- _Natural-language object grounding data_:
######

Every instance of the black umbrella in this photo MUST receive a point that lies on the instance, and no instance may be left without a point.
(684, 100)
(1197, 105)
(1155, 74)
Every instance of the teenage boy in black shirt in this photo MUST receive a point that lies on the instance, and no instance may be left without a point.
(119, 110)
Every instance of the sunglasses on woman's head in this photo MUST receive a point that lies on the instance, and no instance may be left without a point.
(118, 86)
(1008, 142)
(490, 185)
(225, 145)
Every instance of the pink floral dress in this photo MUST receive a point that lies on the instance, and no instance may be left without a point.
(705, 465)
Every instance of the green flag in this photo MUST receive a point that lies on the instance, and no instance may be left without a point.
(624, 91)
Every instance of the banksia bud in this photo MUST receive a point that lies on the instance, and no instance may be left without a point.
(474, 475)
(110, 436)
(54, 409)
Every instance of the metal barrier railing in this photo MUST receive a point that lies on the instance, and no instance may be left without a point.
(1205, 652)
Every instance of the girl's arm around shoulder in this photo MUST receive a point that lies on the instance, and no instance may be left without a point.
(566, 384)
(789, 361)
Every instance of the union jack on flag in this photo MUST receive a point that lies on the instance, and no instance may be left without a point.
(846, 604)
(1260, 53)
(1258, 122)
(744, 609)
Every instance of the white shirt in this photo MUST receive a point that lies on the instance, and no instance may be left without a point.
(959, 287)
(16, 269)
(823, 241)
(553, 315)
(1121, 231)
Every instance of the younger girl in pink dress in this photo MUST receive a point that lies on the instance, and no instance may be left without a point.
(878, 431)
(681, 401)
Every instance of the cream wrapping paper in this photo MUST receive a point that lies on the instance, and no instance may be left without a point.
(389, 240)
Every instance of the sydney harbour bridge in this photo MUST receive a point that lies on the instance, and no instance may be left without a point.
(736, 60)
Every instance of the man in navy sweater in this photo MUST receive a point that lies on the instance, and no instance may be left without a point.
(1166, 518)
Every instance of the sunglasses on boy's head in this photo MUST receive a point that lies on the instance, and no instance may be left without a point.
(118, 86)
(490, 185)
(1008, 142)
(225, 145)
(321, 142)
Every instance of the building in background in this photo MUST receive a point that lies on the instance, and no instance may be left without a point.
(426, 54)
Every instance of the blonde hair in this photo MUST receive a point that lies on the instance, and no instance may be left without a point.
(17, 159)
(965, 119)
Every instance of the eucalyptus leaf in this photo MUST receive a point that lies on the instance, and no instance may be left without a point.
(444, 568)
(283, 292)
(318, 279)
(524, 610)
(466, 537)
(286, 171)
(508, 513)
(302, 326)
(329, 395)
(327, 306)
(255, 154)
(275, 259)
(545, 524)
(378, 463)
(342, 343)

######

- _EXERCISE DIRECTIONS_:
Word for word, transcribe all of the records.

- _TASK SOLUTION_:
Every instance of the black umbrella in this photo MUST receive a point that lies on the instance, and no instance may be left without a point.
(684, 100)
(1197, 105)
(1155, 74)
Every instance of the teenage boy in black shirt in this photo MUST receive a point that lies on the instance, and no instance may be left without a point.
(119, 110)
Every instance of the sunglasses on woman's head in this photo MUST receive a point that lies on the instance, and no instance may be left without a point.
(118, 86)
(1008, 142)
(490, 185)
(225, 145)
Every instance of the pink floral dress in this photo MUST receive a point that lies on the instance, and no instance may be left without a point.
(705, 465)
Every instance of the green flag in this photo MUST receive a point that lies on the instance, and no instance may be left without a point.
(624, 91)
Every instance of the banksia bud in this photo MUST receive a point that lies on the instance, and no instance may be left without a point.
(474, 475)
(110, 436)
(54, 409)
Every instance of the metal barrier railing in this photo MUST receive a point that lies on the instance, and no instance may be left without a point.
(1205, 652)
Every instance of the girl's arm around shoulder in this photo MUST receive a point that lies on the instance, and no instance may be left without a point.
(566, 384)
(789, 361)
Every instance of the union jack on flag in this photo MUST receive a point that lies on the instance, and no instance may be left without a point.
(846, 604)
(1260, 53)
(1258, 122)
(744, 609)
Every instance of the white shirt in this photo MUST receive a point that lies on the instance, and no instance may be left without a point.
(959, 287)
(16, 269)
(823, 241)
(553, 315)
(1121, 231)
Every instance of the younger girl in pink dress in this photo MUST receive a point that lies on the instance, and no instance may be left without a point.
(878, 431)
(681, 401)
Every instance of the cream wrapping paper in this photo MUST receive a point that lies on the instance, and no instance may be left without a point.
(389, 240)
Every instance of the sydney harbour bridge in this photo MUST receive a point that lies on the instance, and no instance may be left without a point.
(736, 60)
Every instance of the man in navy sweater in this photo MUST receive a point that lies on the instance, and no instance may be left without a point.
(1166, 518)
Every instance of the sunglasses on boy's head in this photo MUST receive a point that lies on the instance, and no instance may be left without a point.
(118, 86)
(490, 185)
(1008, 142)
(225, 145)
(321, 142)
Every instance of the building in background in this photo MUST receive a point that lies on the instance, and no instance may be left without a point.
(426, 54)
Every instance of the blonde hair in this photo MUST receive a point that lies on the instance, and no instance may be left without a point.
(17, 159)
(965, 119)
Every instance of the eucalyptus leaf in this photo MUST receive a point that lies on the instance, and no instance may be left without a point.
(444, 568)
(283, 292)
(318, 279)
(524, 610)
(466, 537)
(286, 171)
(508, 513)
(302, 326)
(329, 395)
(327, 306)
(255, 154)
(275, 259)
(545, 524)
(378, 463)
(342, 343)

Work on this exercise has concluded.